Work order >>
Go through the records and extract every line with the word "porch".

Records from a collection >>
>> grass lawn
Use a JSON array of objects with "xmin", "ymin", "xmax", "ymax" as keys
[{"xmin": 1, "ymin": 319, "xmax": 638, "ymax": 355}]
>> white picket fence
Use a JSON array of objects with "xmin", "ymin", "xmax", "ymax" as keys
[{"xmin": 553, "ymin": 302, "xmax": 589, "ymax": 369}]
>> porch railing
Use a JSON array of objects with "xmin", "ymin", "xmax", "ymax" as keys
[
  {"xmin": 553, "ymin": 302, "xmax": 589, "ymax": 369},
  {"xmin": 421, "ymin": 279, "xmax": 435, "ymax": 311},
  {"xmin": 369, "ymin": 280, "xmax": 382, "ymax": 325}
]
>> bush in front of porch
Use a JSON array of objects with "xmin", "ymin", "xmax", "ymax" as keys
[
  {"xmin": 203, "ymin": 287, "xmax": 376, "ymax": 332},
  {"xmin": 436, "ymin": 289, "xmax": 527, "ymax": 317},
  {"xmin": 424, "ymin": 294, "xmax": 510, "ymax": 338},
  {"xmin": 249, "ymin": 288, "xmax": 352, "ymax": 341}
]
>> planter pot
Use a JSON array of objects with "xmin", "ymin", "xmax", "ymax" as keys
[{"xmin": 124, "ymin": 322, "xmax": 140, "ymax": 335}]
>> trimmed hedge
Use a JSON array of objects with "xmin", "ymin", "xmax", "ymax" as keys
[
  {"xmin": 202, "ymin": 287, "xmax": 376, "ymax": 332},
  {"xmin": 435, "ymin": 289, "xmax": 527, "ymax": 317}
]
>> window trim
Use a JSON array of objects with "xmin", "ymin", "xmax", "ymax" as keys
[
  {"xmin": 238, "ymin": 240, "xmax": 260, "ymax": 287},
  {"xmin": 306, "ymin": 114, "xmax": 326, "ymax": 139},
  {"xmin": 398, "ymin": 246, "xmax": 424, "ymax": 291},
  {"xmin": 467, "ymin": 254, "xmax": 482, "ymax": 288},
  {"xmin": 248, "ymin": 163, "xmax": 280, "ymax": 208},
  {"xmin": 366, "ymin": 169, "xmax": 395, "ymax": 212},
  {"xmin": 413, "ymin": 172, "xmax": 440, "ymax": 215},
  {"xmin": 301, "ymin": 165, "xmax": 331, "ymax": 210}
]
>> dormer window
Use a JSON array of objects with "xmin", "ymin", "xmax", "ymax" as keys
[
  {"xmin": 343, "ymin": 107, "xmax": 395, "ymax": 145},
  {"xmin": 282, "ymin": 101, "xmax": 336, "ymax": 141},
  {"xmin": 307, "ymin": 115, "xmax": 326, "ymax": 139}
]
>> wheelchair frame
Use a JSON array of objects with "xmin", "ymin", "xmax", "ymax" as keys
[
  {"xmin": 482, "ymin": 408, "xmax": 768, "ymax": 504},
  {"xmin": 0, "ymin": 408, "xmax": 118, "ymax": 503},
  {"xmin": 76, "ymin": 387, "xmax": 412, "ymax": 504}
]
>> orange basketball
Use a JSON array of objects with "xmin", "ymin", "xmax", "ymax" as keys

Answer area >>
>> porch railing
>> bush in front of porch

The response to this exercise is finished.